Provided entries START
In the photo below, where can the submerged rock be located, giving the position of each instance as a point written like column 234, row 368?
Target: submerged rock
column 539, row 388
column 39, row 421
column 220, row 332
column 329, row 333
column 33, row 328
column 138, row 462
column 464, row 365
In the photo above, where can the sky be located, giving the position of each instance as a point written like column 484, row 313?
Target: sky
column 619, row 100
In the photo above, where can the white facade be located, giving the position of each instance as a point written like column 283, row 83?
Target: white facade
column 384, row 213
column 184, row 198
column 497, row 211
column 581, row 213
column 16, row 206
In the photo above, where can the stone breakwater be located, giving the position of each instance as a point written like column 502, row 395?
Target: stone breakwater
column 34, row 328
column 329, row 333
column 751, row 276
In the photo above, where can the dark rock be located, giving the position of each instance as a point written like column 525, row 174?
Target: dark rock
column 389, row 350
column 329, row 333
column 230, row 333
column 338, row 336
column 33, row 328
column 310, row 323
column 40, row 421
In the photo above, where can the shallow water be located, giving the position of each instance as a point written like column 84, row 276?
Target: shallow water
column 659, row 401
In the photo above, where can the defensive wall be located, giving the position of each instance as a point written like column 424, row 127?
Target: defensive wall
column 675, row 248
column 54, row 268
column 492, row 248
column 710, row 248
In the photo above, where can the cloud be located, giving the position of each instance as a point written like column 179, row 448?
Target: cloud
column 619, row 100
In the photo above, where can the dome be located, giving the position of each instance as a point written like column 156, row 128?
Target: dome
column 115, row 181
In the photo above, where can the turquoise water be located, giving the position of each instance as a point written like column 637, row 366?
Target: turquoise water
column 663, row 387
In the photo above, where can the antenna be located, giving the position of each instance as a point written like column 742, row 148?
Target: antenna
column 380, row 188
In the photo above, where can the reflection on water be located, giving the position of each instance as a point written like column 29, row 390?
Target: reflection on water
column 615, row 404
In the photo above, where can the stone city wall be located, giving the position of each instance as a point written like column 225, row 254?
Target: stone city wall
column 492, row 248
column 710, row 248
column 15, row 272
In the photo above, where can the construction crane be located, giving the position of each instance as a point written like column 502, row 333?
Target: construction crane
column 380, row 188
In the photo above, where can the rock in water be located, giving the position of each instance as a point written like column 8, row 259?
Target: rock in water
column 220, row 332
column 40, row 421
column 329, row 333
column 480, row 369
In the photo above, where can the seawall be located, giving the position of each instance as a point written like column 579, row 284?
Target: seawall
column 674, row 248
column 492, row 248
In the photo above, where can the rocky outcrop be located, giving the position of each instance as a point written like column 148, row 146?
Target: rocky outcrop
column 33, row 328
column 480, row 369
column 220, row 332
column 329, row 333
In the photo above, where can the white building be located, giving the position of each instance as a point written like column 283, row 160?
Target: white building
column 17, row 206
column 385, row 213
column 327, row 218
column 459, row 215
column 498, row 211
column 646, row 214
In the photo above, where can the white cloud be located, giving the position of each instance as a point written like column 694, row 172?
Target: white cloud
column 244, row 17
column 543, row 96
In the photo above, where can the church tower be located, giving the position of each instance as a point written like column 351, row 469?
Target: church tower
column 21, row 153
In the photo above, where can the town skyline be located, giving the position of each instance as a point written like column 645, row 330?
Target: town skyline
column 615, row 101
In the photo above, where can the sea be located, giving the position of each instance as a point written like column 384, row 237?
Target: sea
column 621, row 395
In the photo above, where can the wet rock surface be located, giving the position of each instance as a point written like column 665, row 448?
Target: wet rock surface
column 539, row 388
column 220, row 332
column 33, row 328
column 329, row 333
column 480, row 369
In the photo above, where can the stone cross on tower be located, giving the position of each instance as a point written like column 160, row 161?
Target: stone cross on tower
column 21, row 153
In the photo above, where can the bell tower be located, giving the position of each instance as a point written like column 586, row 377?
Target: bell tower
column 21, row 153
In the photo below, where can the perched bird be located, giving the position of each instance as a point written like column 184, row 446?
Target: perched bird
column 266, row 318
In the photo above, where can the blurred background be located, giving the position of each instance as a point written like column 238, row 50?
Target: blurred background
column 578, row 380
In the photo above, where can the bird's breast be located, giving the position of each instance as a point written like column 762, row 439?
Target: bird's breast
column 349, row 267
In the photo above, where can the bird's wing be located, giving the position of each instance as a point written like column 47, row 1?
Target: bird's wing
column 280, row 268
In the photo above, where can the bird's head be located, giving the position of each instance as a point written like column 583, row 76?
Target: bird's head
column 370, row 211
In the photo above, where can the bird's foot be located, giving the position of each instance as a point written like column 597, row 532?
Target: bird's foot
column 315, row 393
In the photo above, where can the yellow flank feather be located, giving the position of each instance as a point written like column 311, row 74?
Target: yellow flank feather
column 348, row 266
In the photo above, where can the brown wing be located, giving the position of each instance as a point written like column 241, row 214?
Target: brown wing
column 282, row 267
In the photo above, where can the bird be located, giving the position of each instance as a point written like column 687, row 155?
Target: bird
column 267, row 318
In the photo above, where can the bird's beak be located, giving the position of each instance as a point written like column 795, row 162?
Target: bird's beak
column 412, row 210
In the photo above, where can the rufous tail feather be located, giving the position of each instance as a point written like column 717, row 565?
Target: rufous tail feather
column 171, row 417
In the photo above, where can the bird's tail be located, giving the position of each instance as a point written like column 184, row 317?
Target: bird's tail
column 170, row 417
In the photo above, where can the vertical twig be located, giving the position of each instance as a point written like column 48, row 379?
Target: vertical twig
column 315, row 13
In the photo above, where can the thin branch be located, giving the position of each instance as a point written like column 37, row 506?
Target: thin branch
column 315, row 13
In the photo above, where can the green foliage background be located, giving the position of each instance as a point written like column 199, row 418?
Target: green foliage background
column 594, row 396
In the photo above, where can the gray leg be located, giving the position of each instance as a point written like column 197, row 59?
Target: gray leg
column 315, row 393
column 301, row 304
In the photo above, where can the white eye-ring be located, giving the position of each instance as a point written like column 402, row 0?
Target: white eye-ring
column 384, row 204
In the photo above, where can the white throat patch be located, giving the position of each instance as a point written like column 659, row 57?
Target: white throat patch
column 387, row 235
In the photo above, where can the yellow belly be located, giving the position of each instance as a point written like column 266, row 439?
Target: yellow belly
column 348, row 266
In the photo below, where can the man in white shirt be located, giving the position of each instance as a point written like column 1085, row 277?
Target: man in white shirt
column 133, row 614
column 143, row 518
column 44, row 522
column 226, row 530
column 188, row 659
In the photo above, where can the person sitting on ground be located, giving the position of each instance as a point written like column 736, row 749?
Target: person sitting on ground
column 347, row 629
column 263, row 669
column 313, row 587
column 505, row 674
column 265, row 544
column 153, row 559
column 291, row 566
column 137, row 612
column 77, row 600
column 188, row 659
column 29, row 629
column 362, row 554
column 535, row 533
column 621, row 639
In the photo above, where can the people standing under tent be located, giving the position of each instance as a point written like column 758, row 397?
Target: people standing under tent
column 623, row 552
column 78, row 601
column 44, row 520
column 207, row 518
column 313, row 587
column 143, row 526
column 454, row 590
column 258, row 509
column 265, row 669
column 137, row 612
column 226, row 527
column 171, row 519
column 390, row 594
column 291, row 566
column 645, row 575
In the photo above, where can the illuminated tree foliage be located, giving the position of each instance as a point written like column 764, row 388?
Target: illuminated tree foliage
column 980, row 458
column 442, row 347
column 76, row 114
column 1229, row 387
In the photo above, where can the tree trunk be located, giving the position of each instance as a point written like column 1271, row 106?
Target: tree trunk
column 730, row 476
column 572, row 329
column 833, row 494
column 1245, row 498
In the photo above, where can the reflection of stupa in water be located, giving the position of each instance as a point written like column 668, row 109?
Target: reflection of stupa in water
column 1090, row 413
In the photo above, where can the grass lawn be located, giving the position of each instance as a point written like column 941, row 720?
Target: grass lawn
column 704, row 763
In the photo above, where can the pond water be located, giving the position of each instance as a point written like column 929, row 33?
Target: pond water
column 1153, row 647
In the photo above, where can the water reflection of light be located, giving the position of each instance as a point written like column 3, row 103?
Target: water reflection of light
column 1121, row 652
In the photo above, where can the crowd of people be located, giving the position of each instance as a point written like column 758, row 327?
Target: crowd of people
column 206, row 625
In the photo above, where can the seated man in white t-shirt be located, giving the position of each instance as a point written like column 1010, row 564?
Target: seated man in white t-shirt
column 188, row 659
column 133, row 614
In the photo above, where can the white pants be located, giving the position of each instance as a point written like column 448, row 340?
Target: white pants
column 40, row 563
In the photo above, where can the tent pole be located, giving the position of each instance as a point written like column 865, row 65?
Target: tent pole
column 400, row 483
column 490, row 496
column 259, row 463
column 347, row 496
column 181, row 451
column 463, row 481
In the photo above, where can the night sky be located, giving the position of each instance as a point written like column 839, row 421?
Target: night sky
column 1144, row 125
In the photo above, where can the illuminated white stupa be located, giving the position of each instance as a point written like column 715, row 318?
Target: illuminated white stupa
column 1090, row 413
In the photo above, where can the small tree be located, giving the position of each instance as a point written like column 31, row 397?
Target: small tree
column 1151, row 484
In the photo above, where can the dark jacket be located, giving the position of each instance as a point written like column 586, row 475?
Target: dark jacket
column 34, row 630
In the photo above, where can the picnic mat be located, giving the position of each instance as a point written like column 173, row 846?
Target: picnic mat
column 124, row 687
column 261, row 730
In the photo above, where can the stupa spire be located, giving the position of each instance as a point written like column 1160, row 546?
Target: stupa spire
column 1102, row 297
Provided entries END
| Your goal |
Look above for the line holding "In the photo above, where can the defensive" and the line holding "In the photo above, where can the cloud". Retype both, and every line between them, word for word and nothing else.

| Solution for this exercise |
In the photo above, where can the defensive wall be located, giving the position of each instance as a point written like column 424, row 127?
Target: defensive wall
column 675, row 248
column 54, row 268
column 492, row 248
column 710, row 248
In the photo above, where can the cloud be located, giving the position of each instance as a point written like column 179, row 448?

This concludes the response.